In the forum post about a timekeeping glitch, since what date has the department been manually adjusting timekeeping records?

▶ [ARTICLE]
────
Oops - glitch in a State Office in Texas

greenspun.com : LUSENET : TimeBomb 2000 (Y2000) : One Thread

Howdy Folks,

In a department at GSC: nice lady that does the timekeeping(sick leave, vacation leave, that kind of stuff) says the software in her department is screwing up.

Enters in stuff for December 1999, comes up as December 2059(!) and also 2099(this makes a little more sense than the former).

After entered in and this glitch comes up, she can't query the data any more.

People are gonna get irate if they don't have accurate leave balances(especially if it affects their pay, which it certainly can)!

Folks that GSC hired to fix this stuff said informally back in December that they should have it fixed by March or April, unless the department in question purchases new timekeeping software(they are trying to, but they couldn't get the funding for it; very complicated internal politics going on here). This is a possibility, in light of the problems that are getting worse with the current software package(they have been manually adjusting timekeeping records since September 1, 1999, when GSC went into Fiscal Year 2000) that a replacement software package might drop into this troubled department soon. Soon enough? Your guess is as good as mine.
────
Rows from a dataset:
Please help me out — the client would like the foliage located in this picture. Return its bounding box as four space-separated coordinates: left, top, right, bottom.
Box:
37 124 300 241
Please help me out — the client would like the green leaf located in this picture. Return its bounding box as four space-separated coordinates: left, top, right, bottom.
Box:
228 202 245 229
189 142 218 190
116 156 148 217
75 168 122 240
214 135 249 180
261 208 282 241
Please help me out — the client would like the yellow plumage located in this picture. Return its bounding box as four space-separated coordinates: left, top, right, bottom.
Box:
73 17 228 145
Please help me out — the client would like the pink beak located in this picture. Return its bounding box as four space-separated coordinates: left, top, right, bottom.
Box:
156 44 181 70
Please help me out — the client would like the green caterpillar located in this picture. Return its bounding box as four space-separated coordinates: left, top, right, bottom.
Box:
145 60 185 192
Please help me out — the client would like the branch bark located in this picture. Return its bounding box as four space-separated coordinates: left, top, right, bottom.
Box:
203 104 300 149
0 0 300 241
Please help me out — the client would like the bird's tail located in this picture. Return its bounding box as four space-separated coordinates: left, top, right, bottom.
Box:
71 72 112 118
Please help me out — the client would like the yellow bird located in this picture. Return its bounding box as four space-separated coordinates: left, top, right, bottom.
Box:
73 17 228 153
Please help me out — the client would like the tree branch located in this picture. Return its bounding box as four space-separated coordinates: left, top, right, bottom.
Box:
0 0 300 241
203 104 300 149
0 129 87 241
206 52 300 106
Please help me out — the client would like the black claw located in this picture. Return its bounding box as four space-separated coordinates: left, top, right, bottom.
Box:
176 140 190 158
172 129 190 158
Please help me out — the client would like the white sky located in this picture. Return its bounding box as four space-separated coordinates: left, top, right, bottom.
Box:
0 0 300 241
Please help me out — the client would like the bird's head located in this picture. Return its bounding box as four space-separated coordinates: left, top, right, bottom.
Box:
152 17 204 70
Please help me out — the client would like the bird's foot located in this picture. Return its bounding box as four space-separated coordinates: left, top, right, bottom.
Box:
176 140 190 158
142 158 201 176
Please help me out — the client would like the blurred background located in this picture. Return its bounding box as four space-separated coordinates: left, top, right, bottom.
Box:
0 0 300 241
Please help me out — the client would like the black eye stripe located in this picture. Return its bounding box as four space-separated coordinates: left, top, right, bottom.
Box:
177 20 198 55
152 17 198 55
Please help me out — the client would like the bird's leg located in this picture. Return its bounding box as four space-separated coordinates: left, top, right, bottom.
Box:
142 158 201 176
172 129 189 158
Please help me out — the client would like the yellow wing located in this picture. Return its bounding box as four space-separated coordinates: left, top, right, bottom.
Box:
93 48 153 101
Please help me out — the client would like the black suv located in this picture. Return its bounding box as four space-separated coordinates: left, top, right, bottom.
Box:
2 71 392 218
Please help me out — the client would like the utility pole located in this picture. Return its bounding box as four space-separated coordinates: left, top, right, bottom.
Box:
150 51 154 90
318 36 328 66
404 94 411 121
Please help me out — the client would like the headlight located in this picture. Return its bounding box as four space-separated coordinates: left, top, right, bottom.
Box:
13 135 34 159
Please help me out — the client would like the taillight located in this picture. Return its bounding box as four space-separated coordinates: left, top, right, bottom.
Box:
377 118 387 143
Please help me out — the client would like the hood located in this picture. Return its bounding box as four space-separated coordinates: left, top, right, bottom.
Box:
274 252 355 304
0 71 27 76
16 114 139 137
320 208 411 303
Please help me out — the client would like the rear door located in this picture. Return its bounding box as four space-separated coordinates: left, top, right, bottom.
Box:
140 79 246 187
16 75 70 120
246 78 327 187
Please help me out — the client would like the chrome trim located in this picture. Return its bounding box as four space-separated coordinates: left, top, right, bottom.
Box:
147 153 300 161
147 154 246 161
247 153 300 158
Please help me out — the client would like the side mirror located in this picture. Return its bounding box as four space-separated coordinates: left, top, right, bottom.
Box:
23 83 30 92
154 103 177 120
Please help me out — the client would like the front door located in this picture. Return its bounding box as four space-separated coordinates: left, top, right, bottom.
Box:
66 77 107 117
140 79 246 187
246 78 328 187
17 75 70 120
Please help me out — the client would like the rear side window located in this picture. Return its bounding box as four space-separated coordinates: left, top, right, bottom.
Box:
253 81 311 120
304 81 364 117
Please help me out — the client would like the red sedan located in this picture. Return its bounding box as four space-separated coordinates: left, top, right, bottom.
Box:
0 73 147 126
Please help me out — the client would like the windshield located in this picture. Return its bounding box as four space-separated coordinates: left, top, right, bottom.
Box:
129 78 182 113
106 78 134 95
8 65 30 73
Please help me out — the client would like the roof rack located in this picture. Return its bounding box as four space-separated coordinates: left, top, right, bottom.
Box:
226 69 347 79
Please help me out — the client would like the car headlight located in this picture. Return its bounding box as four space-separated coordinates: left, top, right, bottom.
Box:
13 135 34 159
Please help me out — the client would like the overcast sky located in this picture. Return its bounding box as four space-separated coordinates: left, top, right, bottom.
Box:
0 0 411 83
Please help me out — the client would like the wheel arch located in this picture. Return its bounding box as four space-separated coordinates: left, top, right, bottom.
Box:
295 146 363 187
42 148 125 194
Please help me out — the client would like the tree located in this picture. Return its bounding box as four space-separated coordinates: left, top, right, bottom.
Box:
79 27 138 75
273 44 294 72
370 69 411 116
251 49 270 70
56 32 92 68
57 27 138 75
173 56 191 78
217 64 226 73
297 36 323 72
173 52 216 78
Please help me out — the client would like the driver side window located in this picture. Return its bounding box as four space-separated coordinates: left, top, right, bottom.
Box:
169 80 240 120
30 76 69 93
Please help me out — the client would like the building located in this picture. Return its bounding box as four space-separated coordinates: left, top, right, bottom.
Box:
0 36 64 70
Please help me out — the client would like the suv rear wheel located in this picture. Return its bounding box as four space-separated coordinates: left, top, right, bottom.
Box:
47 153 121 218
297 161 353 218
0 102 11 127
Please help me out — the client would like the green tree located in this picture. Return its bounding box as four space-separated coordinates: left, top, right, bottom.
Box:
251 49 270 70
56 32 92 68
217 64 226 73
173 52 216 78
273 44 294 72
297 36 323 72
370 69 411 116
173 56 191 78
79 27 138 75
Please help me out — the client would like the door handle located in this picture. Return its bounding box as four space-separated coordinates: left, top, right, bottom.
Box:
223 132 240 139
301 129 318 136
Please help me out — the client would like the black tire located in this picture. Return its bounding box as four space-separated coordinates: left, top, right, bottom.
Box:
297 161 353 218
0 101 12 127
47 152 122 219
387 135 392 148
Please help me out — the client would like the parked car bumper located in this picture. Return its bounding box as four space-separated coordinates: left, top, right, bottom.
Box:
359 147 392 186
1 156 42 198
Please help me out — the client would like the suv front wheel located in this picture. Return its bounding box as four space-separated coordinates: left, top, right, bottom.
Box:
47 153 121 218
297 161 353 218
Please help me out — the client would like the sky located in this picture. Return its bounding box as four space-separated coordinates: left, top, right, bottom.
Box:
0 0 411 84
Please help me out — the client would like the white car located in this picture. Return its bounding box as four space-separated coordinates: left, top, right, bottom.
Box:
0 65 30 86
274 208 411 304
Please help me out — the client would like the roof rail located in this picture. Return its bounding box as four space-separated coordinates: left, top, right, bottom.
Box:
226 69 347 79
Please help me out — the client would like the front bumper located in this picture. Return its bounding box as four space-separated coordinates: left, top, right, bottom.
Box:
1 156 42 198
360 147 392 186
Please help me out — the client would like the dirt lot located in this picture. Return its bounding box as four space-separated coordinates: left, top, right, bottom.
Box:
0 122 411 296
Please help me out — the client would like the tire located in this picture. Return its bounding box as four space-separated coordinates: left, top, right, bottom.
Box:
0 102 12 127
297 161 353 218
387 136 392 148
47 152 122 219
────
▶ [EXERCISE SOLUTION] Since September 1, 1999, when GSC went into Fiscal Year 2000.